* _Consegne_:
1) Nel testo da leggere, tra quali partiti viene concluso l'accordo di vertice che ricostituisce il sindacato "unitario" dopo la caduta della dittatura?
2) Elenca tutte le sigle sindacali nominate nel testo da leggere.
3) Restituisci senza modifiche il passo del testo da leggere che comincia con "UN MODELLO NEOCORPORATIVO" e finisce con "ALLA STESSA FIOM.".

* _Testo da leggere_:
# # #

LA “DEMOCRAZIA SINDACALE” IN ITALIA ? MAI ESISTITA…

CON IL NUOVO CONTRATTO DEL GRUPPO FIAT VOLUTO DA MARCHIONNE E FIRMATO DA CISL, UIL, UGL (e altri sindacati gialli) E’ ENTRATO DEFINITIVAMENTE IN CRISI QUEL MODELLO DI CONCERTAZIONE SINDACALE (CONSACRATO CON GLI “ACCORDI DI LUGLIO” DEL 1993) DI CUI LA CGIL ERA PROTAGONISTA INDISCUSSA INSIEME A CISL E UIL.

UN MODELLO NEOCORPORATIVO CHE PREVEDEVA IL MONOPOLIO LEGALE DELLA RAPPRESENTANZA SINDACALE E LA CONSEGUENTE EMARGINAZIONE DEI SINDACATI DI BASE, RICETTA ORA APPLICATA DA MARCHIONNE ALLA STESSA FIOM.

UN MODELLO CHE VIENE DA LONTANO (come si vede in questo articolo)

Dal fascismo alla “democrazia” Se infatti, durante il regime fascista, il sindacato si trasforma in un organo dello Stato, avente il monopolio della rappresentanza dei lavoratori ed il diritto di sottoscrivere Contratti Collettivi di Lavoro con valore legale per tutti (“erga omnes”),

con la caduta della dittatura il sindacato “unitario” viene ricostituito dall’alto con un accordo di vertice tra PCI, DC e PSI e trasformato in cinghia di trasmissione delle scelte politiche di questi partiti.

I vertici delle organizzazioni dei lavoratori vengono occupati da sindacalisti di mestiere che nulla hanno più da spartire con la classe operaia e gli interessi dei lavoratori vengono (allora ed in seguito) sacrificati alle esigenze “politiche” del momento.

All’Assemblea Costituente si discute del ruolo dei sindacati, si conviene di riconoscere la libertà dell’organizzazione sindacale mantenendone però il ruolo “pubblico” (di derivazione fascista) e la validità “erga omnes” dei contratti collettivi nazionali di lavoro.

Il risultato è l’art. 39 della Costituzione che recita:

L’organizzazione sindacale è libera. Ai sindacati non può essere imposto altro obbligo se non la loro registrazione presso uffici locali o centrali, secondo le norme di legge.

# # #

* _Righe estratte_:
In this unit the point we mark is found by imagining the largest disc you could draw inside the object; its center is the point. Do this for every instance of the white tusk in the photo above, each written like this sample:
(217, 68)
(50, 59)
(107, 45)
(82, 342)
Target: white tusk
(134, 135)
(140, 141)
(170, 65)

# # #

* _Soluzioni_:
1) Tra PCI, DC e PSI.

2) CISL, UIL, UGL, CGIL, FIOM

3)
UN MODELLO NEOCORPORATIVO CHE PREVEDEVA IL MONOPOLIO LEGALE DELLA RAPPRESENTANZA SINDACALE E LA CONSEGUENTE EMARGINAZIONE DEI SINDACATI DI BASE, RICETTA ORA APPLICATA DA MARCHIONNE ALLA STESSA FIOM.